──────── TEXT TO READ

Early South Bend
St. Joseph County was formally created in 1830, with four original townships. Lathrop Taylor and Alexis Coquillard plotted the town of South Bend in 1831. Most of the inhabitants of the town were tavern owners, merchants, or fur traders. The population of South Bend in 1831 was around 128 men, women, and children. 10 This is the original wording of the court record:
State of Indiana, St. Joseph County, ss.:
On this 28th day of March, A.D. 1831, Alexis Coquillard and Lathrop M. Taylor, the proprietors named in the foregoing instrument and town plat of the town of South Bend, personally appeared before me, one of the associate judges of the St. Joseph circuit court in and for said county, and severally acknowledged the signing and sealing of the aforesaid plat, to be their own free act and deed for the purposes therein expressed.
Given under my hand and seal the day and year first above written.
The first industry in South Bend was developed in the in the late 1830’s. Some of the first factories were glass factories, but their product was so poor in quality, the companies did not last. However, in the middle of the 1840’s, industry began to grow around the South Bend area, especially along the St. Joseph River. The early industries were located on two races (or man-made canals), one on each side of the St. Joseph River in downtown South Bend. The race on the east side was known as the East Race and it covered an area bounded by the St. Joseph River, Niles Avenue, Madison Street, and Corby Street. The race on the west side of the river was known as the West Race and runs next to the South Bend Century Center. The industries harnessed waterpower for their production needs. Many of the major industries started on one of the two races before relocated to other locations after the development of electric power.12
In 1846 another village was platted and added to St. Joseph County. The town of Lowell, Indiana was formed and covered the area between Washington Street to just north of Cedar Street; the river to just east of Hill Street. The founders of Lowell hoped to capture the success of industry of its namesake, Lowell, Massachusetts. However, in 1867 South Bend annexed the town of Lowell and it ceased to exist.

────────────────
──────── INFORMATION SHOWN

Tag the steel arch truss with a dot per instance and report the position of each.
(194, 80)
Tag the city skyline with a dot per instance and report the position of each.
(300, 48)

────────────────

WHAT TO WORK ON
a. Answer these about the text on early South Bend:
(i) In what year was St. Joseph County formally created?
(ii) What name did the race on the east side of the St. Joseph River go by?
(iii) In what year did South Bend annex the town of Lowell?
b. Please repeat word for word the stretch of the early South Bend text from "Early South Bend" through "purposes therein expressed.".

RESULTS FOR EACH TASK
a.
(i) 1830
(ii) The East Race
(iii) 1867

b.
Early South Bend
St. Joseph County was formally created in 1830, with four original townships. Lathrop Taylor and Alexis Coquillard plotted the town of South Bend in 1831. Most of the inhabitants of the town were tavern owners, merchants, or fur traders. The population of South Bend in 1831 was around 128 men, women, and children. 10 This is the original wording of the court record:
State of Indiana, St. Joseph County, ss.:
On this 28th day of March, A.D. 1831, Alexis Coquillard and Lathrop M. Taylor, the proprietors named in the foregoing instrument and town plat of the town of South Bend, personally appeared before me, one of the associate judges of the St. Joseph circuit court in and for said county, and severally acknowledged the signing and sealing of the aforesaid plat, to be their own free act and deed for the purposes therein expressed.